[BEGIN INFORMATION SUPPLIED]
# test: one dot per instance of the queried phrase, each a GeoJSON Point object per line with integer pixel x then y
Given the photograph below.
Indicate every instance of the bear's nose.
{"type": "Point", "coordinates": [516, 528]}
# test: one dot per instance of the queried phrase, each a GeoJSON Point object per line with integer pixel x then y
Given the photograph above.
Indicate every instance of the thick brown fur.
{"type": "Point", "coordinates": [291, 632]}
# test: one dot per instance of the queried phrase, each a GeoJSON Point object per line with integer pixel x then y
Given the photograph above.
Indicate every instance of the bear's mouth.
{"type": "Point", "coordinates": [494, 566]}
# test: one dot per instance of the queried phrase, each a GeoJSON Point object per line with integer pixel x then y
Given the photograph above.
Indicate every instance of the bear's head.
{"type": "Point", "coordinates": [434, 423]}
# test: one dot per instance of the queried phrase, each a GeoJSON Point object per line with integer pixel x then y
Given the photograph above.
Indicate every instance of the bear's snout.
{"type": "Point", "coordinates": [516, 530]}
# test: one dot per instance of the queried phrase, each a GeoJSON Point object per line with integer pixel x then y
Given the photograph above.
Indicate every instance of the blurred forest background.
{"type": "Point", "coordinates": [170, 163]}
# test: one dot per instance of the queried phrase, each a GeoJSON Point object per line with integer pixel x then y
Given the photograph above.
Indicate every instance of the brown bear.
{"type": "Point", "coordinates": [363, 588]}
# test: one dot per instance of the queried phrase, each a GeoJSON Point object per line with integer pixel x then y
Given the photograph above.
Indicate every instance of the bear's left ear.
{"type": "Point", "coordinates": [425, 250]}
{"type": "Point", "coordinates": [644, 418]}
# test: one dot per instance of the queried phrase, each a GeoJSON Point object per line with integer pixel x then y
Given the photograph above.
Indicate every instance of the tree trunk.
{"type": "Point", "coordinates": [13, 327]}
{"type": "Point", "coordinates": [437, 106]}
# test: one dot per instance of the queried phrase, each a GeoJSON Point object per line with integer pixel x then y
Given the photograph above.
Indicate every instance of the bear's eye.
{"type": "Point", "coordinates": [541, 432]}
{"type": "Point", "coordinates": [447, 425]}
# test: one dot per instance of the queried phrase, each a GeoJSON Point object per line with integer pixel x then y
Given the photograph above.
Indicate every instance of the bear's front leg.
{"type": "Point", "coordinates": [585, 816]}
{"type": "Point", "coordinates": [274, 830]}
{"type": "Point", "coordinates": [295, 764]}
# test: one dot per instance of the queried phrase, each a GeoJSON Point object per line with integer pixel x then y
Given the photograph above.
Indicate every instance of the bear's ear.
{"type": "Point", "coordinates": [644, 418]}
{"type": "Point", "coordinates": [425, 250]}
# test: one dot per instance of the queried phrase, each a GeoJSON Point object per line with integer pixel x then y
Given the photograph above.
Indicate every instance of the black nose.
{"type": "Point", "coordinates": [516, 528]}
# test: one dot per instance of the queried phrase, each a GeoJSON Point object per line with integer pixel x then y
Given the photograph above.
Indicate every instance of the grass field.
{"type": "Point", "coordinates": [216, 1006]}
[END INFORMATION SUPPLIED]
▸ **AIM OF THE TASK**: Print out every record again, exactly and in full.

▸ **SOLUTION BELOW**:
# test: one dot per instance of the queried phrase, each a GeoJSON Point object per line with integer pixel x then y
Given the photograph below.
Indicate every instance of the bear's nose.
{"type": "Point", "coordinates": [516, 528]}
# test: one dot per instance of the queried phrase, each a GeoJSON Point object per line with integer pixel x then y
Given the photograph above.
Indicate every instance of the thick brown fur.
{"type": "Point", "coordinates": [291, 632]}
# test: one dot per instance of the queried phrase, each a GeoJSON Point object per line with integer pixel x then y
Given the photograph above.
Indicate every instance of the bear's mouth.
{"type": "Point", "coordinates": [494, 566]}
# test: one dot per instance of the queried phrase, each a GeoJSON Point object per line with integer pixel x then y
Given the photograph above.
Indicate every instance of the bear's head.
{"type": "Point", "coordinates": [434, 423]}
# test: one dot per instance of the queried phrase, each a GeoJSON Point object per line with integer pixel x then y
Given the photograph above.
Indicate every instance of the bear's snout.
{"type": "Point", "coordinates": [516, 530]}
# test: one dot per instance of the queried phrase, each a GeoJSON Point object per line with integer pixel x then y
Given the photograph above.
Indicate every instance of the blurred forest background.
{"type": "Point", "coordinates": [170, 163]}
# test: one dot per instance of the queried phrase, each a GeoJSON Point object per line with integer pixel x then y
Given the photograph above.
Indicate every instance of the brown bear.
{"type": "Point", "coordinates": [363, 588]}
# test: one dot per instance of the queried phrase, each a GeoJSON Point object per line with integer pixel x then y
Given the photograph above.
Indicate every instance of the bear's left ear.
{"type": "Point", "coordinates": [425, 250]}
{"type": "Point", "coordinates": [644, 418]}
# test: one dot per instance of the queried phrase, each a GeoJSON Point object per line with integer pixel x then y
Given the photograph above.
Indicate every instance of the tree trunk.
{"type": "Point", "coordinates": [13, 327]}
{"type": "Point", "coordinates": [437, 106]}
# test: one dot per instance of the queried phrase, each a GeoJSON Point object per line with integer pixel x then y
Given the photograph above.
Indicate every instance of the bear's eye.
{"type": "Point", "coordinates": [541, 432]}
{"type": "Point", "coordinates": [447, 425]}
# test: one dot per instance of the queried phrase, each a GeoJSON Point object per line with integer pixel x then y
Given the photograph above.
Indicate every instance of the bear's front leg.
{"type": "Point", "coordinates": [585, 816]}
{"type": "Point", "coordinates": [274, 830]}
{"type": "Point", "coordinates": [295, 764]}
# test: one dot per instance of the queried phrase, each a GeoJSON Point object per line with integer pixel x then y
Given the photograph above.
Indicate every instance of the bear's ear.
{"type": "Point", "coordinates": [644, 418]}
{"type": "Point", "coordinates": [425, 250]}
# test: one dot per instance of the queried phrase, each a GeoJSON Point object per line with integer pixel x then y
Given the photograph above.
Indicate every instance of the black nose.
{"type": "Point", "coordinates": [516, 528]}
# test: one dot per instance of the queried phrase, each a GeoJSON Point object per line with integer pixel x then y
Given the photograph above.
Indicate every instance of the grass field.
{"type": "Point", "coordinates": [216, 1006]}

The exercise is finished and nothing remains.